- _Exercise requirements_
- A) According to the passage on the LUMA Projection Arts Festival, how many installations were in the festival's first show?
- B) Write what comes next in the passage on the LUMA Projection Arts Festival, starting after its last sentence.

- _Source passage_
-.-.-

- The official logo of LUMA
- Genre: Conference and festival
- Dates: September (dates vary but generally are the weekend after Labor Day)
- Frequency: Annual
- Locations: Binghamton, New York, U.S.
- Years active: 11
- Inaugurated: 2015
- Founders: Joshua Ludzki, Tice Lerner, Nick Rubenstein
- Next event: September 2026
- Attendance: 30,000
- Website: lumafestival.com

= LUMA Projection Arts Festival =

2017 Projection at LUMA "Timeless Tales"

The LUMA Projection Arts Festival is an annual event, typically held in early September, in Binghamton, NY focused on the art of projection mapping. LUMA'a first show was in 2015 with three installations and an audience estimated to be 20,000. The LUMA Projection Arts Festival focuses on large, building-scale installations using a technique known as projection mapping, with the architecture of the city used as the canvas. It is the largest such festival in the United States focusing on this type of art. The conference has continued to expand each year, such as adding elements of interactive media in 2018.

-.-.-

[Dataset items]
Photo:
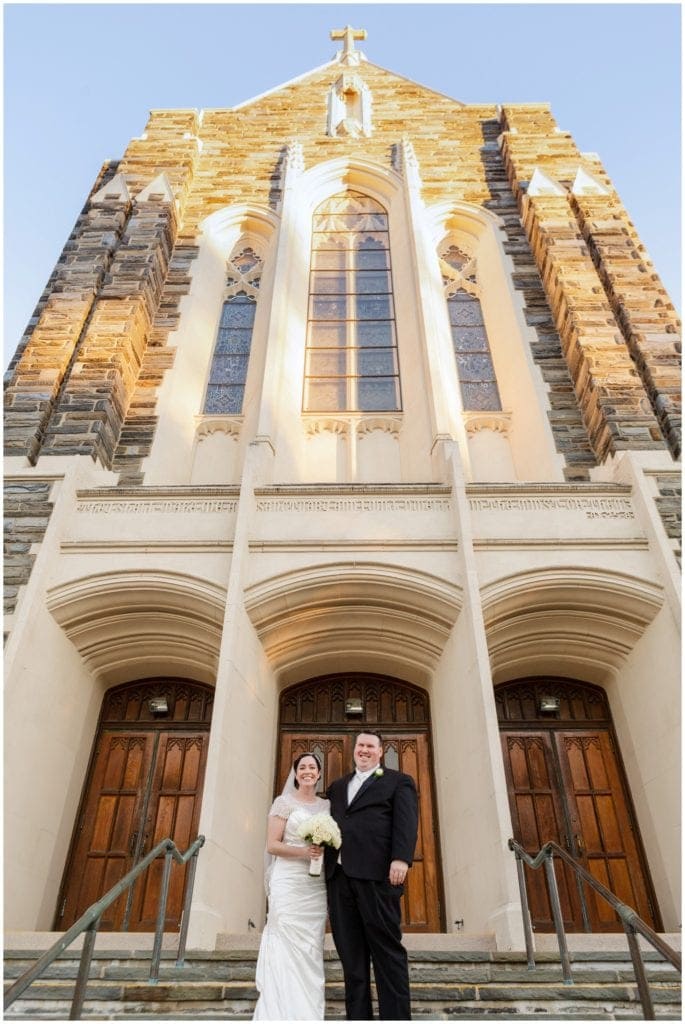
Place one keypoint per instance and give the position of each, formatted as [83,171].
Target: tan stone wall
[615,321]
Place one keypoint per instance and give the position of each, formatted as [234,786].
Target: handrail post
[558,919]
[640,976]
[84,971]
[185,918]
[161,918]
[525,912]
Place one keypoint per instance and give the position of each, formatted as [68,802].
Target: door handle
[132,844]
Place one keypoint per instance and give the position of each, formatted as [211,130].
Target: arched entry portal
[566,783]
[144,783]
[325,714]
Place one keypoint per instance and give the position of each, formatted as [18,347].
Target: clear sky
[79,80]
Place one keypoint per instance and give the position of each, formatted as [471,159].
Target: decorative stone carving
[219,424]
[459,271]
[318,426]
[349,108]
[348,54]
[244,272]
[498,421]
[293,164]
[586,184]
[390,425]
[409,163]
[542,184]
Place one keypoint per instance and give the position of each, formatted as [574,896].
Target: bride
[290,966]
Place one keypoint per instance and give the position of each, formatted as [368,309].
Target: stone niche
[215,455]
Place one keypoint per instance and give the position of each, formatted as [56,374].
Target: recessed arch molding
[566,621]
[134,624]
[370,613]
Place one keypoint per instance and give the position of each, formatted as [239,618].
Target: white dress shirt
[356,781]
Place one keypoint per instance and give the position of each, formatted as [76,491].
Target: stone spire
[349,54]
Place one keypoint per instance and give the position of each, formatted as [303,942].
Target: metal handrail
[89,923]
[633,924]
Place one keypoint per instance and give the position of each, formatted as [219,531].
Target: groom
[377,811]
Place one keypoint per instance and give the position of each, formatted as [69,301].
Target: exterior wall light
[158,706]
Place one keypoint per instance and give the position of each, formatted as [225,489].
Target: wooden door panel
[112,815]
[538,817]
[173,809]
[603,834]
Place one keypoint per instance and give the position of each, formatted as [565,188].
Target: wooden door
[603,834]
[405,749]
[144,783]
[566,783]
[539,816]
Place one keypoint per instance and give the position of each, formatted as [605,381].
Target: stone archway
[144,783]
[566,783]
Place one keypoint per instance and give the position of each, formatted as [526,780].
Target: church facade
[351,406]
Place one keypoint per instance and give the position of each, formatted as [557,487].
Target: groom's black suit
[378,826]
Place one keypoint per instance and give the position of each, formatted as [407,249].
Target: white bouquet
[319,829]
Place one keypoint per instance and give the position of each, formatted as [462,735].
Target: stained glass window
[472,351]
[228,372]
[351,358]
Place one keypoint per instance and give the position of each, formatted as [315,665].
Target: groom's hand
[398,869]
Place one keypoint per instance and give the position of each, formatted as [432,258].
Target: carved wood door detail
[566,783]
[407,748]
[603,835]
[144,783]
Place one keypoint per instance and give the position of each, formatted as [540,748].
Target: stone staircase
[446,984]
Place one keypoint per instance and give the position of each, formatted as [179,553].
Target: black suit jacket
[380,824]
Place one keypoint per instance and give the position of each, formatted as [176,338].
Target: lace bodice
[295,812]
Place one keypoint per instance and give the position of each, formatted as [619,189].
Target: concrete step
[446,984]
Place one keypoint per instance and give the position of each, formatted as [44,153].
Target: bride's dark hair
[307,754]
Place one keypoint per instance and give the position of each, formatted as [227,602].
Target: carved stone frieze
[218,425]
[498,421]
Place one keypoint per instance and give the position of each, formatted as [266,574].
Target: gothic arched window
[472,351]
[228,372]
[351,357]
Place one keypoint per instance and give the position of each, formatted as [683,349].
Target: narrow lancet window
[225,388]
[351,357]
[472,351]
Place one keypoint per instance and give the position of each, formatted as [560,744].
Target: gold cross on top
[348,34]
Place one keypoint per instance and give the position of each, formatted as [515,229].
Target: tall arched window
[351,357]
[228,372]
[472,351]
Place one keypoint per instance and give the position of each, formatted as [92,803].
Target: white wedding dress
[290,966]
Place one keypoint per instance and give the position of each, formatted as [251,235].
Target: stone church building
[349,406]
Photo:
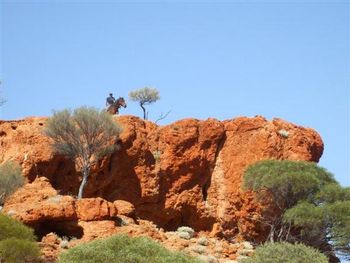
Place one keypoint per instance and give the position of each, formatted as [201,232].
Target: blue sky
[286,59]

-.-.-

- _Expected outputs_
- A) Three

- B)
2016 Projection at LUMA

Each year, organizers debut several new animations designed to create the illusion that the neighborhood’s buildings are altering their physical structure. The festival presents additional live elements as a part of the projected works, such as orchestral music, motion captured actors, and audience interactivity. Each of the animations play on a loop throughout the night, separated by short countdowns. Organizers encourage visitors to walk the festival at their own pace and experience it as they would an outdoor art gallery. The work is commissioned both from international and local artists. Previous LUMA installations have included work with internationally recognized artists in cross-collaborative presentations, such as the 2016 debut of the first 3D animation of characters from the BC (comic strip) with featured work from Mason Mastroianni. The COVID-19 pandemic prompted LUMA's organizers to break format in 2020, partnering with Opera Omaha and Tri-Cities Opera Company to present one of the first documented live-streaming virtual reality operas, a production of Kamala Sankaram's Miranda: A Steampunk Opera. The festival returned to its original form the following year and has continued annual events since. Since 2022, LUMA has also engaged in installations beyond the Binghamton, NY area. In 2024, an evening show in New Jersey was produced, and in 2025, LUMA produced the first large-scale projection mapping on the Brooklyn Bridge as part of the Macy’s 4th of July Fireworks Spectacular.